-------- Material for this task
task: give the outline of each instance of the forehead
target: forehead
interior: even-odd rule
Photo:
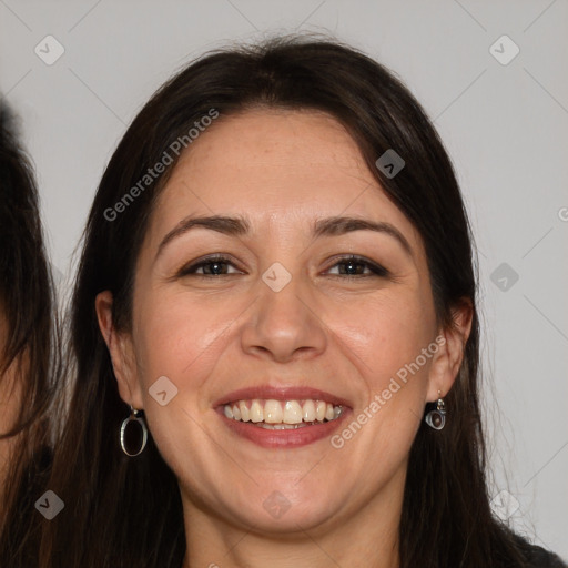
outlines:
[[[318,216],[372,216],[419,241],[346,129],[317,111],[256,110],[217,119],[175,165],[152,233],[159,239],[189,214],[244,214],[262,231],[277,231],[281,222],[283,232]]]

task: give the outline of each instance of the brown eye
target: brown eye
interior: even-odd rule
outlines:
[[[230,273],[229,267],[234,264],[225,256],[210,256],[209,258],[201,260],[196,263],[190,264],[180,271],[180,276],[229,276],[230,274],[239,273],[240,271]],[[202,272],[200,272],[202,271]]]
[[[388,271],[383,266],[375,264],[362,256],[346,256],[339,262],[335,263],[332,268],[338,266],[337,276],[346,276],[346,277],[368,277],[368,276],[388,276]]]

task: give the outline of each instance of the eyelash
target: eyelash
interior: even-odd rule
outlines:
----------------
**Directive**
Reproduce all of the data above in full, including every request, and increase each polygon vertex coordinate in the outlines by 18. Omit the pictures from your answer.

**Exercise output**
task: give the outline of each instance of the forehead
target: forehead
interior: even-odd rule
Photo:
outlines:
[[[336,234],[390,234],[437,259],[364,147],[335,129],[274,128],[235,137],[193,183],[170,251],[177,257],[207,232],[262,232],[280,249],[295,249],[299,240],[301,250]]]

task: give the outline of each instance of the brown eye
target: brown eye
interior: even-odd rule
outlines:
[[[248,291],[247,285],[252,282],[243,274],[228,274],[227,276],[219,278],[214,281],[208,282],[198,289],[198,294],[247,294],[248,292],[257,291],[258,289]],[[220,290],[218,290],[220,289]]]
[[[406,289],[401,284],[393,282],[380,274],[364,274],[357,280],[353,281],[350,286],[356,284],[355,294],[364,294],[364,295],[386,295],[386,294],[406,294]]]

task: give the outline of each instance of the eyelash
target: eyelash
interior: even-odd rule
outlines:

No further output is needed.